§ **KUTIPAN TEKS**:
::::::

Pengarang : Adham T. Fushama
Penerbit : Moka Media
Tahun : 2014
Genre : Drama, Tragedy
Tebal : 280
Sinopsis
Pandu menjalani kehidupan kelas dua SMA-nya dengan damai bersama teman baiknya, Mamet, dan pacarnya, Nadine. Suatu hari seorang murid perempuan pindahan dari Jepang datang dan duduk di sebelahnya, dia bernama Anggi. Bertingkah sebagaimana dirinya, Pandu menawarkan dan memberikan kebaikan yang dapat dia lakukan pada kawan sebangkunya yang baru. Anggi membalas kebaikan itu dengan nilai yang setara, namun bukan apa yang Pandu pikirkan dan harapkan.
Ulasan
Jika memperhatikan banyak pos saya di blog ini, kau pasti sudah bisa mengira bahwa saya hampir bisa melahap buku dari berbagai genre. Meski begitu, saya seorang pembaca yang lebih condong kearah fantasi, menumpuk wawasan pada genre itu sementara meninggalkan yang lain seadanya seperti misal thrillerdan membaca blurb maupun endorsement buku ini, saya pun percaya dia masuk genre yang sama. Sejauh ini ada lima novel thriller yang saya baca dan tulis resensinya disini. Tiga memiliki skala yang cukup besar melibatkan cukup banyak pihak. Sedangkan dua lagi lebih fokus pada pembunuhan dan aspek psikologis karakter, sesuai dengan karakteristik novel seperti di blurb dan endorsement-nya. Masalahnya kedua novel tersebut tidak memenuhi ekspetasi, dan selain itu wawasan saya pada genre ini tidak begitu ekstensif untuk bisa memberi resensi secara mendalam seperti halnya buku-buku fantasi. Dengan 2 dari 3 novel thrillerlainnya cukup memuaskan bagi saya, sekiranya dua novel ini kemungkinan akan menjadi acuan kualitas bagi genre thrilleryang saya baca meski memiliki fokus yang berbeda dibandingkan Rahasia Hujan.

::::::

§ **KETENTUAN TUGAS**: Lanjutkan ulasan novel Rahasia Hujan di atas, mulai tepat setelah kalimat terakhirnya.

§ **BAHAN YANG DISEDIAKAN**:
::::::

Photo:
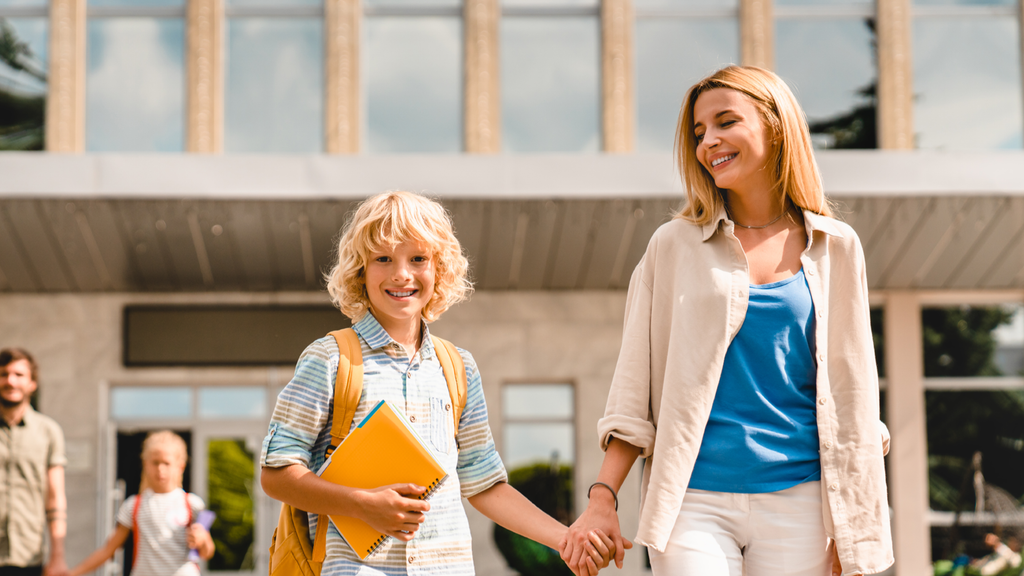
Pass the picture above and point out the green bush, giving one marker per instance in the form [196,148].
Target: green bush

::::::

§ **JAWABAN TUGAS**:
Takut terjebak pada sebuah perangkap yang kerap terjadi ketika seseorang meresensi sesuatu yang diluar preferensi genrenya, saya memutuskan untuk menilai Rahasia Hujan dari apa yang hendak dicapai sebagai buku thriller. Cara berpikir ini saya pertahankan sepanjang membaca buku, sampai saya sadar perlahan-lahan bagaimana hampir semua endorsement dan genre yang dipasangkan pada Rahasia Hujan sangat menyesatkan.
Dalam resensi Rencana Besar, saya menuliskan cukup banyak mengenai pertaruhan. Dari situ bahkan dapat dikatakan bahwa pertaruhan merupakan elemen utama atau pembangun genre thriller itu sendiri. Sepanjang cerita pembaca akan merasakan ketegangan sebagaimana pertaruhan yang dibangun membesar ketika konflik cerita semakin dekat. 3 dari 5 novel thriller yang saya baca jelas memiliki elemen ini sebagai pusatnya. Dua sisanya meski memfokuskan pada aspek psikologis masih meletakkan pertaruhan sebagai elemen penting dalam narasi. Hal ini, pertaruhan, tidak dirasakan sama sekali ketika saya membaca Rahasia Hujan.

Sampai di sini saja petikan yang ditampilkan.